=== Exercise ===
One part of the entries below is wanted: the lines from the one containing "Mark one point on each instance of the bird's yellow leg" through the one containing "Mark one point on each instance of the bird's barred". Write those out exactly and nothing else.

=== The data ===
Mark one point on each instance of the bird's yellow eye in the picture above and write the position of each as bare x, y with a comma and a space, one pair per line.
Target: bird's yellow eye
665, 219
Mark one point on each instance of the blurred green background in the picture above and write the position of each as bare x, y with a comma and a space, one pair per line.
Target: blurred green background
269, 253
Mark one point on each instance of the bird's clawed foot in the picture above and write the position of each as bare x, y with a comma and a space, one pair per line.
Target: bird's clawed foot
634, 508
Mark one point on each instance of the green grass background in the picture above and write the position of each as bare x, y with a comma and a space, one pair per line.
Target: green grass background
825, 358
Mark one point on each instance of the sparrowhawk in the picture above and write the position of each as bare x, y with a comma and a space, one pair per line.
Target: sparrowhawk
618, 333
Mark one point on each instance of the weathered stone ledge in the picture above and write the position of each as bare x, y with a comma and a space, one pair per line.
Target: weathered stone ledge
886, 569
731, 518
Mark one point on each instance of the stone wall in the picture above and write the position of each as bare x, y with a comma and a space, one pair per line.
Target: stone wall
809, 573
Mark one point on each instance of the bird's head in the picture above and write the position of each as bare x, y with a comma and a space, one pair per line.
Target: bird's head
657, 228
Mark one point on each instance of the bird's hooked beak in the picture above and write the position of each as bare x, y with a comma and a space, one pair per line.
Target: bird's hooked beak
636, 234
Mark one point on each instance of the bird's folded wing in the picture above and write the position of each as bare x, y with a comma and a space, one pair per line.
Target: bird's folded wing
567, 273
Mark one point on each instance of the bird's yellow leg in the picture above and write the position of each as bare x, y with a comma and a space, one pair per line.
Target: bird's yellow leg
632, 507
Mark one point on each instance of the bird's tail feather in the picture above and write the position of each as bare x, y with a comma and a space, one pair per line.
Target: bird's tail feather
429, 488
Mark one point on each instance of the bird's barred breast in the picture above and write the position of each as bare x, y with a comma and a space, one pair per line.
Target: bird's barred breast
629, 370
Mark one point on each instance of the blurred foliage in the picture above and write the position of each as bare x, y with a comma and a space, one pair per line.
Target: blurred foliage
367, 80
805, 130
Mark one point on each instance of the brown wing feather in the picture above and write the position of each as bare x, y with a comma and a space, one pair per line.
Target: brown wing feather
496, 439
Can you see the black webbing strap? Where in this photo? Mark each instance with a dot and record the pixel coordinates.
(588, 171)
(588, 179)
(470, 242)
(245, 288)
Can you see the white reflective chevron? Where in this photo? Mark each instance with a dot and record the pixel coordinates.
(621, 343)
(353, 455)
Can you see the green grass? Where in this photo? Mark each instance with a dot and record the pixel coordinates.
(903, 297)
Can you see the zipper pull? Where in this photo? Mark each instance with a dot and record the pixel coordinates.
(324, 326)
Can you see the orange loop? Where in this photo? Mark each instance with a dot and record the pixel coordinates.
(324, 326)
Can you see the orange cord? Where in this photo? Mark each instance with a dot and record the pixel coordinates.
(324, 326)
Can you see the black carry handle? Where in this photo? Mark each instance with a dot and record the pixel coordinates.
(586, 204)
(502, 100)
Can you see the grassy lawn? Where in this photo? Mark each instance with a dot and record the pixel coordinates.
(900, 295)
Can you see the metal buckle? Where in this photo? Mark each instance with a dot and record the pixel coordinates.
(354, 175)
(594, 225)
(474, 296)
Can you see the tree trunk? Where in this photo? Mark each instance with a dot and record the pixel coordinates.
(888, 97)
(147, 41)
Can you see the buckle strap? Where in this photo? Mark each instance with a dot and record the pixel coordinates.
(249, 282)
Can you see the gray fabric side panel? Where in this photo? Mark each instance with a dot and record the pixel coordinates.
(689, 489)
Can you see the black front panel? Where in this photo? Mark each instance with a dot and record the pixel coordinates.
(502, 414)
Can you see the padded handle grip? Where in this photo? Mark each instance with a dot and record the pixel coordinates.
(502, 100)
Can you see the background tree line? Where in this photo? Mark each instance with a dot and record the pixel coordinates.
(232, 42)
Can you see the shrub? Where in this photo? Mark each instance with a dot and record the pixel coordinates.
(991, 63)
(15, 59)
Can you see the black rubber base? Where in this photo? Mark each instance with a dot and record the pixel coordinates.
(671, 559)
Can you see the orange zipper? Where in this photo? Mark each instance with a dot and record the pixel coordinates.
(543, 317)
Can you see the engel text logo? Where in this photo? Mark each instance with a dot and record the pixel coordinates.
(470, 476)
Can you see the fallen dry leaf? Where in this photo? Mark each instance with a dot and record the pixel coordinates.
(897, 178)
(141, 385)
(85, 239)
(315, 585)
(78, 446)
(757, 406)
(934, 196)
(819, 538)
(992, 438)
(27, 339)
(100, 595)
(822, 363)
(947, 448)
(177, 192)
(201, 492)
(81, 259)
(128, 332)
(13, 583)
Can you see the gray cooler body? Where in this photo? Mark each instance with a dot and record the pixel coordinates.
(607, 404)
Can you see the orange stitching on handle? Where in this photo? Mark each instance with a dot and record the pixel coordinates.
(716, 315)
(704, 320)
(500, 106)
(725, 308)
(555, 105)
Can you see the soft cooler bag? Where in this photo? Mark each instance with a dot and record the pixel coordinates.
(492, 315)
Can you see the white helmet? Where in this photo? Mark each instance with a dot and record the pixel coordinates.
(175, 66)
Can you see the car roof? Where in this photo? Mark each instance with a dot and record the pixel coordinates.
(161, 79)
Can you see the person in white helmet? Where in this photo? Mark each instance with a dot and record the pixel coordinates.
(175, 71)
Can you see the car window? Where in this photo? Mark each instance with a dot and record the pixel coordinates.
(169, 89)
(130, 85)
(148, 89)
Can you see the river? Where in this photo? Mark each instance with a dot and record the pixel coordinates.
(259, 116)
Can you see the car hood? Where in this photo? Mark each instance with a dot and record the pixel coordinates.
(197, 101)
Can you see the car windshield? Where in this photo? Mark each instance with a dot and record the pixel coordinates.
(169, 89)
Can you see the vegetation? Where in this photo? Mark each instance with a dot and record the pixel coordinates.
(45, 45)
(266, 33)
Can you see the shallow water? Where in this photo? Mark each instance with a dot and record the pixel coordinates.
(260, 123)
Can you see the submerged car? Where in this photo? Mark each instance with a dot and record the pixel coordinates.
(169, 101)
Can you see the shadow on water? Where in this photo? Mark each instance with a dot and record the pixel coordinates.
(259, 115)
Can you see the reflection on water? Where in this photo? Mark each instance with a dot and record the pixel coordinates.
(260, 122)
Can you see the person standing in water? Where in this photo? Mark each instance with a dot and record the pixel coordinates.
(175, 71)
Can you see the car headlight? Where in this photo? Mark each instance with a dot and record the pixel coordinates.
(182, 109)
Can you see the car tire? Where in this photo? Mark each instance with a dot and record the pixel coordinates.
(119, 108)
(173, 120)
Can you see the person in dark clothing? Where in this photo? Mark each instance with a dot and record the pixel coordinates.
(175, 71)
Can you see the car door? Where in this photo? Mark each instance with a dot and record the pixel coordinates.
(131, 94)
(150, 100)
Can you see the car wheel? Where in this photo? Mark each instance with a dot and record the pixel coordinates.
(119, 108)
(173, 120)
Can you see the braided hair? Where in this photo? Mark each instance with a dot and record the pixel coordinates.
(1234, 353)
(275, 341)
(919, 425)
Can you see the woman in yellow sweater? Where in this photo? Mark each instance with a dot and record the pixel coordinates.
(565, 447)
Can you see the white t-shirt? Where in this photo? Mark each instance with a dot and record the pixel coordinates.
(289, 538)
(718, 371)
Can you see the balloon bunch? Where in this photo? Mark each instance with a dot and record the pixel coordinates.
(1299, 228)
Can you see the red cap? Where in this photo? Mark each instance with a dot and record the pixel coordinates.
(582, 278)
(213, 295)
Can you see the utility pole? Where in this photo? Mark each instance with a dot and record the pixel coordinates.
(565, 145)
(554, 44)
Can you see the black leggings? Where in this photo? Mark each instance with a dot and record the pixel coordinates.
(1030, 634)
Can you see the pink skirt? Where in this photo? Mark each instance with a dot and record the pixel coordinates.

=== Task result ===
Mark one point on each instance of the bird's yellow leg in the picture above and write the position of each as bare x, y with a comma and a space, one pair per line.
Target: bird's yellow leg
632, 507
Mark one point on each instance of the bird's tail feather in the picture above and write the position of each as bare x, y with a comma and a space, one pair per line.
Target: bird's tail feather
429, 488
Mark one point on each instance of the bird's barred breast in the picture above and write the position of each as bare x, y with a comma and a space, one pair per line.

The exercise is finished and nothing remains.